Text provided
= Beginning of Section =

The Indian Health Outcomes, Public Health and Economics Research Centre (IHOPE) is an interdisciplinary center that has been set up through collaborations between the L. V. Prasad Eye Institute, Hyderabad, Indian Institute of Management, Ahmedabad, and Indian Institute of Public Health, Hyderabad. The IHOPE Journal of Ophthalmology aims to provide a platform for all scientists, researchers, and policy-makers to review the latest developments and contribute to the advancements in the field of eye health related to clinical research, big data analysis, health economics, and operations research.
Approximately 100 million people in the world are pushed into poverty every year due to health-care expenses. Universal health coverage is a broad aim for all policy-makers, and this requires infrastructure development, skill enhancement, and financing. People centric care, reaching the bottom of the pyramid, requires that health experts come together and collaborate to achieve the common goal of universal health coverage. Policy-makers and health service providers need research-based evidence and guidelines to achieve the task of universal health coverage, in the most cost-effective way.
Care providers are looking at major challenges to drive health systems in the future. Apart from creating clinical challenges, COVID-19 has forced care providers to innovate new models for appropriate delivery of care, as well as to evaluate new and efficient clinical trial designs. Digitization of health-care data, telemedicine, and remote care has challenged health-care providers to collaborate with technology experts to generate efficient and effective solutions to health-care problems. There are a lot of data being generated in the health-care system, but it has to be managed in a systemic fashion to be able to convert that data into information. Information should lead us to evidence, which would then have to be evaluated by policy makers in the context of the local health-care setting before implementing it in the population.
There are numerous journals in the field of clinical ophthalmology as well as basic research. However, the members of the IHOPE Journal felt the need for a journal which will guide policy based on multidisciplinary research among clinicians, scientists, public health specialists, and economists. The journal plans to publish original research articles, reviews, trial protocols, clinical guidelines, conference proceedings, apart from editorials, and perspectives. The editorial board comprises a panel of experts from various disciplines of eye health to provide their expertise and guidance for the journal. We hope that researchers and policy-makers consider the IHOPE Journal to disseminate new information, as well as use the knowledge to improve eye health in the world. This would indeed help us achieve the goal of Universal Eye Health coverage and deliver excellent, efficient, and equitable eye care services to all those in need.

= End of Section =

Copy the passage on the IHOPE Journal word for word, between "Care providers are" and "in the population.", inclusive.

(Natural language region descriptions)
= Beginning of Section =

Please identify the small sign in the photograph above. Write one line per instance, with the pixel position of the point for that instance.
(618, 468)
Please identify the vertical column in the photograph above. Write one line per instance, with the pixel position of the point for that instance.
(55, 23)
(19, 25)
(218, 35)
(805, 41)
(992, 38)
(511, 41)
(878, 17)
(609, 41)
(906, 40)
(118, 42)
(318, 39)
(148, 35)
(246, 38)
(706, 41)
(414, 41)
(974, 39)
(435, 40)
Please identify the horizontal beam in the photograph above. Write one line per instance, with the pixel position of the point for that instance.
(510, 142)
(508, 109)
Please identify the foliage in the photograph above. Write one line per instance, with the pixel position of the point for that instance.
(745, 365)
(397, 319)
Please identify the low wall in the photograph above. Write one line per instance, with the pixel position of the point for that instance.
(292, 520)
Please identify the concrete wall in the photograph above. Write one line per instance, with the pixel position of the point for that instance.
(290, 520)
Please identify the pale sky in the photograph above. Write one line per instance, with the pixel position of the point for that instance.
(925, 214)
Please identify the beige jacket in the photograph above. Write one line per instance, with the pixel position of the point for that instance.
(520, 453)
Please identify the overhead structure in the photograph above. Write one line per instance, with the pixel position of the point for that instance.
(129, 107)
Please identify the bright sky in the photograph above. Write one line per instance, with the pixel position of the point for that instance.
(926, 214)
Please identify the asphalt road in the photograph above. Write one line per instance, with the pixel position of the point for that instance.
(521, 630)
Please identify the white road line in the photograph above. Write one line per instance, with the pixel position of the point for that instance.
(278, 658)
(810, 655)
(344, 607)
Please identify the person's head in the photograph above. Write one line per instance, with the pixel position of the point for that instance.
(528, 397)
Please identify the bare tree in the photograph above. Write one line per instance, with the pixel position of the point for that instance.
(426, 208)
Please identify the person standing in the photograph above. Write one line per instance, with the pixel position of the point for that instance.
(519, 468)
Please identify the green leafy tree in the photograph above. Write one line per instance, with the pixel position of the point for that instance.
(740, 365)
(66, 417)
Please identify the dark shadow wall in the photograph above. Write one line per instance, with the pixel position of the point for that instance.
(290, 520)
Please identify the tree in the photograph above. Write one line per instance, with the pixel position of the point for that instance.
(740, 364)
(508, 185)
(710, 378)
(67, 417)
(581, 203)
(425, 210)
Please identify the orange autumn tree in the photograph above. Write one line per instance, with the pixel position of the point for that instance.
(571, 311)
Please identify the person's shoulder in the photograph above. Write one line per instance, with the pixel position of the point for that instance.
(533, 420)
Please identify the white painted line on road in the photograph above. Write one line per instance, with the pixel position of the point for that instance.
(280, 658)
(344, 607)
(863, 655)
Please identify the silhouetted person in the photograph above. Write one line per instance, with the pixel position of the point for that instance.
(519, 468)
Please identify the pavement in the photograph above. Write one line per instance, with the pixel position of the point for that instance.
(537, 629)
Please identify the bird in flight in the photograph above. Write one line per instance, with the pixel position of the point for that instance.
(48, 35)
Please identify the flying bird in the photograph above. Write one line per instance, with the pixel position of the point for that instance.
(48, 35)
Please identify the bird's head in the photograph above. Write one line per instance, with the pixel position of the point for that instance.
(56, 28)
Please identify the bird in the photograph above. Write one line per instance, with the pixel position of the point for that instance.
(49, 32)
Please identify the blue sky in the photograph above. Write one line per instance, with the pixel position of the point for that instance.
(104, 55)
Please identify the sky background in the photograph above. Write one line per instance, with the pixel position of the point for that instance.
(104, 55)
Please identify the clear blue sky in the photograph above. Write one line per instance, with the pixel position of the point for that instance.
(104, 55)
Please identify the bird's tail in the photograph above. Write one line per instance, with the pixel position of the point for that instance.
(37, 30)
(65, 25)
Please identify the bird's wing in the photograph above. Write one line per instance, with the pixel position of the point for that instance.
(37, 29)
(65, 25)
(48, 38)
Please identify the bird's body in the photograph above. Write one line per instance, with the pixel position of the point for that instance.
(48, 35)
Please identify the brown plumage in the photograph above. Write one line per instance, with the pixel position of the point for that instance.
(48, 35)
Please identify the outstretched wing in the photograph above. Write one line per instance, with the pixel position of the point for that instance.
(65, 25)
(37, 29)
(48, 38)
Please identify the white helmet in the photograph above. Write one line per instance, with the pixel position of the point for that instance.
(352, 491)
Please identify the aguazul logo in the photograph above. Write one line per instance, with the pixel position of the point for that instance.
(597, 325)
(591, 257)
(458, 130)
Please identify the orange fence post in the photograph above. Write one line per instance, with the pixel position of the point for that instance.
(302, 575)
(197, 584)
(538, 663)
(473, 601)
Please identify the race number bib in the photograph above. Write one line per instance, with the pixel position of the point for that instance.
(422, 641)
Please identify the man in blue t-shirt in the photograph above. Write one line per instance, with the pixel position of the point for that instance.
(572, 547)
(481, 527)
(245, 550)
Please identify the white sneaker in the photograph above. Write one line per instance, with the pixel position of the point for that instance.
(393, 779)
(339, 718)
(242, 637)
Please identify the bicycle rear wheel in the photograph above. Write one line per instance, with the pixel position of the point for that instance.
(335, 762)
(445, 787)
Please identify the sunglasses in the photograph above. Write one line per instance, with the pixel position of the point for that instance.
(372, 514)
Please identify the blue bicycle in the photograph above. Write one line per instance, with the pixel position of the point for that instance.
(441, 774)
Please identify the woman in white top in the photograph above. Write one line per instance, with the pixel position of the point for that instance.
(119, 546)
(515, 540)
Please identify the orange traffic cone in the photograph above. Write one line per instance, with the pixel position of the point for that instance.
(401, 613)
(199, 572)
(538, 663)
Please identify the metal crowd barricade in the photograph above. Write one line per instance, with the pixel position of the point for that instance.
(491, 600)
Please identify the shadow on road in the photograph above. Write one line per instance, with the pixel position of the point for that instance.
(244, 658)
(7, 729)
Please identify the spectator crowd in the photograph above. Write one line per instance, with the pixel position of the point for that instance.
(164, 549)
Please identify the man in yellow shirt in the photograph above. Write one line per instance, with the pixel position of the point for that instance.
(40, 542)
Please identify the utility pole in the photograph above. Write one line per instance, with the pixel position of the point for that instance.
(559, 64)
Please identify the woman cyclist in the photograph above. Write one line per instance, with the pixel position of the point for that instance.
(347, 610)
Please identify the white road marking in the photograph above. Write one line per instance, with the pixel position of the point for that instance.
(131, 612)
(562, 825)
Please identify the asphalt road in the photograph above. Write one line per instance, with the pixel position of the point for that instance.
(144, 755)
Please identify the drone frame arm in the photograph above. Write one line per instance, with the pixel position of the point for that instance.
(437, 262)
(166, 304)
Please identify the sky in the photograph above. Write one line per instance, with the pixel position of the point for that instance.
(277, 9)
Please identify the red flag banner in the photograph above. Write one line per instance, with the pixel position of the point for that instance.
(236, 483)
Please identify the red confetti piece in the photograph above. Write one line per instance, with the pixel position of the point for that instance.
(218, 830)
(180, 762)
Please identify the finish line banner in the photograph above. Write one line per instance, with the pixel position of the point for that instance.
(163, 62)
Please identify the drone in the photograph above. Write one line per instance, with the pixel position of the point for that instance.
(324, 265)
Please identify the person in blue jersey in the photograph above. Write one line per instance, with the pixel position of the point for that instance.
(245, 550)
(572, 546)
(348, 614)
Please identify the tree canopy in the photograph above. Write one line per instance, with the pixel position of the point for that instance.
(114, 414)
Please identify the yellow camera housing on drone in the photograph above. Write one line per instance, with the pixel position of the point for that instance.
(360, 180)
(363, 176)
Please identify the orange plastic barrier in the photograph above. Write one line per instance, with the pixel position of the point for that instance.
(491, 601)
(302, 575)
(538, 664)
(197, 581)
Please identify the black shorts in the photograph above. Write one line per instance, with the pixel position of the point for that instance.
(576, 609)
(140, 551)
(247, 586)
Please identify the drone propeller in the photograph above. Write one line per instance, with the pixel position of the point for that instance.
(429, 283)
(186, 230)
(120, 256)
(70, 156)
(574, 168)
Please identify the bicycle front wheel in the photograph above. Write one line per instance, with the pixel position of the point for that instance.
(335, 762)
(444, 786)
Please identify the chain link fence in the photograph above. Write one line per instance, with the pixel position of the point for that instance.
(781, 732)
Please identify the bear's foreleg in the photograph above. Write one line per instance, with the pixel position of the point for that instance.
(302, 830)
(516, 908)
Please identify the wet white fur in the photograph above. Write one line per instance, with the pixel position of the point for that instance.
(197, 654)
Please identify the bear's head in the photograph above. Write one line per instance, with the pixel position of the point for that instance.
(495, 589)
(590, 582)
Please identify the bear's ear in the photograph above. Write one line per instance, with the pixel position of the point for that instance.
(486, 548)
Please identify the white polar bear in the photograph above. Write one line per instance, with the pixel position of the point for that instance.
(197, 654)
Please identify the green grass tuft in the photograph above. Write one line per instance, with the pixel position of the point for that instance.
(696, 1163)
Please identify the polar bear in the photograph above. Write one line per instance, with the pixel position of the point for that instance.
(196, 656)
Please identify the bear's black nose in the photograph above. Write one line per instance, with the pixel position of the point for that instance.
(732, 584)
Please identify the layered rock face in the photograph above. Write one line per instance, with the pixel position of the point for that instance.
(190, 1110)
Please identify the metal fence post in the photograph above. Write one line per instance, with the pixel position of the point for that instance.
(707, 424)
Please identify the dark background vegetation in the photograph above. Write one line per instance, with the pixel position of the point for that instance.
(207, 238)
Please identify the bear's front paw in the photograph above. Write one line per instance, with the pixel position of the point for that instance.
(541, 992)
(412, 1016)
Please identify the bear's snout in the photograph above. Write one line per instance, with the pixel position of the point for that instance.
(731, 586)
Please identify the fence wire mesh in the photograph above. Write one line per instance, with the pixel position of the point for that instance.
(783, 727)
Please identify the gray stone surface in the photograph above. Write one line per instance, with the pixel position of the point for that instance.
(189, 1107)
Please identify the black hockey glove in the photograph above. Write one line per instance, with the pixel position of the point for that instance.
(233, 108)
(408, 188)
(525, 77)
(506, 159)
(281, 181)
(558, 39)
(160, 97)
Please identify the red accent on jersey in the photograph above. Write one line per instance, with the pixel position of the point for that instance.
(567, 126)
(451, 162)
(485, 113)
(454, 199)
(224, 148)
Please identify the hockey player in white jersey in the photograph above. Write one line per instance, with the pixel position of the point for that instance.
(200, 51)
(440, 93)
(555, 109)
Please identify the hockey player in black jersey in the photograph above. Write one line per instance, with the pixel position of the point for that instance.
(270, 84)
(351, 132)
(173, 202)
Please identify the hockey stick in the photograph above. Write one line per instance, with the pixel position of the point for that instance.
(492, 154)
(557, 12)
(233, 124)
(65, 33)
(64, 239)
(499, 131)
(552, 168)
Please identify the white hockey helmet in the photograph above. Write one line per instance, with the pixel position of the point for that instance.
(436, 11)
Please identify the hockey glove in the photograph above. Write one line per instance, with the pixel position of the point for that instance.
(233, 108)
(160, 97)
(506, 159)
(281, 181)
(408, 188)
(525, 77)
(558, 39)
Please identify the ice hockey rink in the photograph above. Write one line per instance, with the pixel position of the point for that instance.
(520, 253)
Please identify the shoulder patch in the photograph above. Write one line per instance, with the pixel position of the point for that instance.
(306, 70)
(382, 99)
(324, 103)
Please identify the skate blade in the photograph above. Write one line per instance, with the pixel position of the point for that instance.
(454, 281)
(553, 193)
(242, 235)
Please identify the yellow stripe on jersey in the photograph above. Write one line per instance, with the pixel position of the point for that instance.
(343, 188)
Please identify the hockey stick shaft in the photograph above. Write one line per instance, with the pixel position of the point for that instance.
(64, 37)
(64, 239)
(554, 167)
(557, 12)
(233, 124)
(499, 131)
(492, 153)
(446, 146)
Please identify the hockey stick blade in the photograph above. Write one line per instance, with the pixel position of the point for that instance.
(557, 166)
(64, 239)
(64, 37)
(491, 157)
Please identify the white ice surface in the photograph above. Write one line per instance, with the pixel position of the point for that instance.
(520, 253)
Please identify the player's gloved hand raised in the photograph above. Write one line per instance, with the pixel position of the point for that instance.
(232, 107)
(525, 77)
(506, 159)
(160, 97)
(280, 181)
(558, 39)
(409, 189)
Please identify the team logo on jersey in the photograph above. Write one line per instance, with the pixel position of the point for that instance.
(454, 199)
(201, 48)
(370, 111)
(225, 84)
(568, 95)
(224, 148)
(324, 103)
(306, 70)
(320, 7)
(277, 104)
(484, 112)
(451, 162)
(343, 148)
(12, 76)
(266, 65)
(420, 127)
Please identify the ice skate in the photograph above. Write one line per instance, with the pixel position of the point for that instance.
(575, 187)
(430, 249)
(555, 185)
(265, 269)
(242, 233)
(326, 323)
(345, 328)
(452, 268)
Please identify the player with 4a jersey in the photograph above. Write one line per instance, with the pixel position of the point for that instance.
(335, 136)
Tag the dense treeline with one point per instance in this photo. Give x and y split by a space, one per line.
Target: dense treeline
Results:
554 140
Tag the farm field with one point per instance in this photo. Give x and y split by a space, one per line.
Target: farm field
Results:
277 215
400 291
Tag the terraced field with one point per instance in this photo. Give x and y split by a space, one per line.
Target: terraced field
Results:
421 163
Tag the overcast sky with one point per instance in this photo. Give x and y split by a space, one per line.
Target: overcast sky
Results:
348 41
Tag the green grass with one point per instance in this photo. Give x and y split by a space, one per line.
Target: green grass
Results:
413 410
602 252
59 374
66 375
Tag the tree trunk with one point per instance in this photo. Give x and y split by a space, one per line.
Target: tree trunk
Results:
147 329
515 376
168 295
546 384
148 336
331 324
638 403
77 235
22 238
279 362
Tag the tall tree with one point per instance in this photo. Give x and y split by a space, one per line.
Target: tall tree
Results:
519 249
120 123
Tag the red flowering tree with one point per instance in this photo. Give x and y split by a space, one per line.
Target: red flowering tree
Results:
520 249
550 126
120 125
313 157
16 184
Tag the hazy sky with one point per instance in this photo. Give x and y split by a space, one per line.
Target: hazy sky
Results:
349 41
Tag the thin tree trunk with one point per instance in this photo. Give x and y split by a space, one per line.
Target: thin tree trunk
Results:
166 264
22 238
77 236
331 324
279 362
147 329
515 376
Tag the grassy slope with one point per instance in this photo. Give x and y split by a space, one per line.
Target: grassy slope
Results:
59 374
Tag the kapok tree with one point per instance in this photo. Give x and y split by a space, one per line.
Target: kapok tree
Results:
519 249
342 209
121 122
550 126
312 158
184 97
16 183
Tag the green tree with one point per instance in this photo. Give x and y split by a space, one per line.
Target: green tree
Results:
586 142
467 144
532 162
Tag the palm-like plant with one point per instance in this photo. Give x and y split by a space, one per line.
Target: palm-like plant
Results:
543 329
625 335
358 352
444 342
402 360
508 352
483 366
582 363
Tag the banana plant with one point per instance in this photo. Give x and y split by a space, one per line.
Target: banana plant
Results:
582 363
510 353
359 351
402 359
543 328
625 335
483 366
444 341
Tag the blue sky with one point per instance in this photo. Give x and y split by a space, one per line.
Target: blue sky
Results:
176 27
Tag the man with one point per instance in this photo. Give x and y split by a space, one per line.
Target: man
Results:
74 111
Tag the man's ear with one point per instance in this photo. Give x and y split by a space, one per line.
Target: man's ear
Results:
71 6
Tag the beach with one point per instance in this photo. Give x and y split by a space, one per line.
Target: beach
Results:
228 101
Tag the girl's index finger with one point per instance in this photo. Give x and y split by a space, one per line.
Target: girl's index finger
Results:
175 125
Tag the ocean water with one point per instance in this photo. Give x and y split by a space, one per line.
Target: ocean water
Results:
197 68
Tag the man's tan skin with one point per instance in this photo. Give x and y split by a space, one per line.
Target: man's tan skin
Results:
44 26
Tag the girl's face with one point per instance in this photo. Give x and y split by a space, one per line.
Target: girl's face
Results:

= End of Section =

Answer to the exercise
Care providers are looking at major challenges to drive health systems in the future. Apart from creating clinical challenges, COVID-19 has forced care providers to innovate new models for appropriate delivery of care, as well as to evaluate new and efficient clinical trial designs. Digitization of health-care data, telemedicine, and remote care has challenged health-care providers to collaborate with technology experts to generate efficient and effective solutions to health-care problems. There are a lot of data being generated in the health-care system, but it has to be managed in a systemic fashion to be able to convert that data into information. Information should lead us to evidence, which would then have to be evaluated by policy makers in the context of the local health-care setting before implementing it in the population.